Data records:
=-=-=

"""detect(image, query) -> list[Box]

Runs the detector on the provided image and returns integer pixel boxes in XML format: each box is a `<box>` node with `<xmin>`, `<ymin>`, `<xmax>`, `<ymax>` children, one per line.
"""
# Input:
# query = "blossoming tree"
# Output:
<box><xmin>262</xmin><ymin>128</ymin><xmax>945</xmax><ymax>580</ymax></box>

=-=-=

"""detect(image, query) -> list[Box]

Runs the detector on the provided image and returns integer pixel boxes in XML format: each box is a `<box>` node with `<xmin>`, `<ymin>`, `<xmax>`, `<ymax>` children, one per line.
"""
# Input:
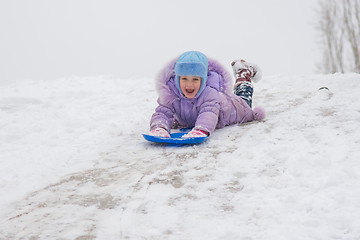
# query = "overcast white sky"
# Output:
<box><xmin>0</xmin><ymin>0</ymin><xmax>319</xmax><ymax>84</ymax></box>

=-=-=

■ THE PROBLEM: Count how many lines above hold the word "query", then reply with that number alone.

■ RESULT OF THIS TASK: 4